- _Recorded data_
..............................

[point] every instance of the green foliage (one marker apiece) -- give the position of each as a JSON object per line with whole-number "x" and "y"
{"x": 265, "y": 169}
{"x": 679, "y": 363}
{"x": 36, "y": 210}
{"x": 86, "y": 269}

..............................

- _Instructions to follow_
Set down the records again, exactly.

- _Task result_
[point] every instance of the green foliage (one marker apiece) -- give the position of each as a JSON object per line with whole-number "x" and "y"
{"x": 265, "y": 169}
{"x": 679, "y": 363}
{"x": 36, "y": 210}
{"x": 86, "y": 269}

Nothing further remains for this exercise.